Problem requirements -
Retype every entry exactly, character for character.

········

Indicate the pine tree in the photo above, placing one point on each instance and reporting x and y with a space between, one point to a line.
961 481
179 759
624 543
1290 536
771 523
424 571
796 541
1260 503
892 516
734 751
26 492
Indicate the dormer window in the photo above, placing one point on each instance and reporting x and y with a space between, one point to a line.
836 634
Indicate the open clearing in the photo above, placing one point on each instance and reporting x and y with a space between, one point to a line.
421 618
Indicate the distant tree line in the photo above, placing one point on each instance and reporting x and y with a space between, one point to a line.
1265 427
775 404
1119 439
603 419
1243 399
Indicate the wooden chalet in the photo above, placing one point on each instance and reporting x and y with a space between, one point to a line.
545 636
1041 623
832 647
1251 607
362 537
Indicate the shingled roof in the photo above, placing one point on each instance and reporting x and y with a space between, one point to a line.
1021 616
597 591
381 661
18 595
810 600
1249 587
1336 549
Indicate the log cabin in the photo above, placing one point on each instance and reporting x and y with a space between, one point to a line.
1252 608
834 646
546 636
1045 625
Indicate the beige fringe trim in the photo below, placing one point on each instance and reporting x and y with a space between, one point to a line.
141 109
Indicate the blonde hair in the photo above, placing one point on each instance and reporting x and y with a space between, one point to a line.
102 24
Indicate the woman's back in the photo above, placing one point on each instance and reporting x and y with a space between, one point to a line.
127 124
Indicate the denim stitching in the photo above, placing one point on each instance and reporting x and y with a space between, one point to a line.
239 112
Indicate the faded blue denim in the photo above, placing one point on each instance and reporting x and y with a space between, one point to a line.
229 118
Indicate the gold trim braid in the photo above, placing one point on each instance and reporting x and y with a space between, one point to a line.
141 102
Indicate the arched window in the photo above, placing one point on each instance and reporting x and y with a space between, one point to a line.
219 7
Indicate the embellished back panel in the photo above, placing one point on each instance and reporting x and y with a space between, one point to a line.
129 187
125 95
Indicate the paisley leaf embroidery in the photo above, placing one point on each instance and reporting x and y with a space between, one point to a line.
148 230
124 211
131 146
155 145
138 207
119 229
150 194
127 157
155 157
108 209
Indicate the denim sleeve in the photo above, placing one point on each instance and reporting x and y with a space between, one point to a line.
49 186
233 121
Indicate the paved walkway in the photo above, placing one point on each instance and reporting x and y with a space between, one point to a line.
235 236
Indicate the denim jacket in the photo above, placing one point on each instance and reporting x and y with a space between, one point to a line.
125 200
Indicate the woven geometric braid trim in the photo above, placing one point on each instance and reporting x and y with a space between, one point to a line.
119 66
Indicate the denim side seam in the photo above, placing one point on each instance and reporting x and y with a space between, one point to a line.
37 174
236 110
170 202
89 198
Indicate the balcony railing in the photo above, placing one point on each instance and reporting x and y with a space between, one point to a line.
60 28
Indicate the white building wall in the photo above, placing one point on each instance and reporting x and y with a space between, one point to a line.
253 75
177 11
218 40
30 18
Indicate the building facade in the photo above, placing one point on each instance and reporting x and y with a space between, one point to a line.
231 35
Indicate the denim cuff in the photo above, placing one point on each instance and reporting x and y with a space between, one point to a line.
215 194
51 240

········

Reply to the task -
Indicate the pine tree in the photo above, placing one point on each instance and reporting x and y with a space between, one point to a line.
961 481
179 759
624 543
1290 536
771 523
424 571
796 541
1260 503
892 516
734 751
26 492
Indicate the dormer window in the photo above, placing one point on each instance and reporting x and y with a space between, one point to a line.
836 634
Indicate the open clearing in the photo above, placing one point on each instance and reporting x and y with a space between, one point to a line.
421 618
Indicate the distant tree line in the photo above, placing one point on each instance and reporting x and y with a space between, one point to a line.
1265 427
775 404
1119 439
603 419
1243 399
Indicate the wooden chalet in the photo above, placing one point on each instance and reporting x and y with a space between, one point to a line.
545 636
1041 623
832 647
1251 607
362 537
Indicate the shingled roof in the photo above, placing one point on each instance and reporting x and y with a space between, one point to a line.
1021 616
597 591
381 661
18 595
810 600
1249 587
1336 549
Indicate the log cabin in the photo above, placing one point on each instance and reporting x and y with a space between, one point to a line.
1252 608
834 646
546 636
1045 625
Indicate the beige fringe trim in the photo below, placing one point on each instance and reporting x and y with a space between, one point to a line.
141 109
Indicate the blonde hair in the photo above, placing one point on each instance and reporting x and y with a space between, one point to a line.
102 24
Indicate the woman's back in the photo above, placing one point on each instance and reporting x and y with a space between, one point to a line.
127 124
Indicate the denim stitching in the photo above, placing one point on each instance and reporting x and y with a space between, one point to a line.
239 112
Indicate the faded blue denim in the photo above, placing one point on each instance and reporting x and y with a space between, one point to a line.
229 118
Indicate the gold trim braid in the photo above, placing one point on each instance and reporting x and y with a space between, one point to a line.
141 102
Indicate the arched window in the photo above, placing one point on each instance and reporting x and y with a space between, one point to a line.
219 7
Indicate the embellished back panel in the photo above, placing one point on each instance and reporting x and y with a space between, one point to a line.
129 187
125 95
Indicate the paisley leaf embroidery in the photo above, placing one point on each instance and reporting x and y with a space between, one point to a line.
148 230
124 211
131 146
155 145
138 207
119 229
150 194
127 157
155 157
108 209
Indicate the denim sleeve in the photo above, placing one point on each instance and reporting x and y with a space between, one point to a line.
49 186
233 121
Indicate the paved walkway in the photo above, placing one point on each instance and reporting x and y with a space between, one point to a line.
235 236
Indicate the denim jacket in the photo above, placing one point on each instance and reporting x and y with a space between, one point to a line.
125 200
Indicate the woven geometric braid trim in the photo above, placing one point on each instance and reporting x and y with a space between, one point to a line.
119 66
Indicate the denim side seam in the photo above, placing one point on each instance and reporting x and y with a space between, one point to a line.
37 174
236 110
170 202
89 198
Indicate the balcony railing in the photo above, placing one point on each instance and reporting x and y with a space between, one point to a line.
60 28
Indicate the white building wall in the photo above, placing one point on each instance and reporting x and y with a space between, one point to a line.
253 75
177 11
218 40
30 18
Indicate the building facade in the photo above, placing one point on each instance and reporting x and y with a space between, one point to a line.
231 35
Indicate the denim cuff in the photo above, placing one point on each instance and reporting x and y with a space between, one point to a line.
215 194
51 240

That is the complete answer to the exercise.